▶ **Problem statement**:
Below are records; count the lines among them that include the string "Carefully", and state only the number.

Stored items
------------------------------

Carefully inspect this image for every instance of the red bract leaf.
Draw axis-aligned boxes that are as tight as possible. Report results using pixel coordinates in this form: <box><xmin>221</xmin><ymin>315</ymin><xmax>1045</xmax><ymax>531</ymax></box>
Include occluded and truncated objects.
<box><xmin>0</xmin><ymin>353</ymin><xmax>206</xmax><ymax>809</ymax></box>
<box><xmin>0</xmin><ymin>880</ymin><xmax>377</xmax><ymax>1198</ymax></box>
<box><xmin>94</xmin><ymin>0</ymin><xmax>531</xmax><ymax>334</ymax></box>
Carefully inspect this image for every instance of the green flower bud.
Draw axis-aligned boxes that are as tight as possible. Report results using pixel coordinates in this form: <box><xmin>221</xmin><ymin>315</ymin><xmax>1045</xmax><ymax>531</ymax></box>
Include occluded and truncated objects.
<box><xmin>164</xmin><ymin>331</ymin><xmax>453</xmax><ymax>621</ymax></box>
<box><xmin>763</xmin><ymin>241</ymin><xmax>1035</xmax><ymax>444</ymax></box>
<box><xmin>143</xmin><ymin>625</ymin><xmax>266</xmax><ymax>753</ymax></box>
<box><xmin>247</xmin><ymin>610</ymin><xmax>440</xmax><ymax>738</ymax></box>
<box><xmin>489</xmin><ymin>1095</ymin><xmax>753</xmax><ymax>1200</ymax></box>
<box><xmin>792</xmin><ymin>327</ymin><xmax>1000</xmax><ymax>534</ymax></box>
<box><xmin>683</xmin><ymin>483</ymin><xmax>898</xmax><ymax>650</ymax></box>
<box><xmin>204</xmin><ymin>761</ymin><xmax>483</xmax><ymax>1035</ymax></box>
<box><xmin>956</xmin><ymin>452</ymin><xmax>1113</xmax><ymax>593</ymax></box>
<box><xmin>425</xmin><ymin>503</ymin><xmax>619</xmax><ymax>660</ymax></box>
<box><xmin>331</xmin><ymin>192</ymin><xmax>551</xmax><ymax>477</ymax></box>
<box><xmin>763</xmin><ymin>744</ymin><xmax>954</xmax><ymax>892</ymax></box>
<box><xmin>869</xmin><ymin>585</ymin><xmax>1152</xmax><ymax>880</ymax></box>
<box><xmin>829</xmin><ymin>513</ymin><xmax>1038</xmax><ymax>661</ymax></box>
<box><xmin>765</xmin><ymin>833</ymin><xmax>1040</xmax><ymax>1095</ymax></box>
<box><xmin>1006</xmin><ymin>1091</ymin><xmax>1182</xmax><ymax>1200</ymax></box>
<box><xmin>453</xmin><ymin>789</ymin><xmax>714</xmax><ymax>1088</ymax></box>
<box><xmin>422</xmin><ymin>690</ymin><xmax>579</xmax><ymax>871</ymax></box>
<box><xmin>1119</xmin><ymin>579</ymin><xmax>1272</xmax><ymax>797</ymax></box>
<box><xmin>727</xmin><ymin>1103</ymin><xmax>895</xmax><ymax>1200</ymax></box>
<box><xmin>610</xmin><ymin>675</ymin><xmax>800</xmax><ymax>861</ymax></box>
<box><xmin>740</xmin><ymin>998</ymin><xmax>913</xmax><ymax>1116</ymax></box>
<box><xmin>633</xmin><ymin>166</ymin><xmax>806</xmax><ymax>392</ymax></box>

------------------------------

▶ **Output**:
2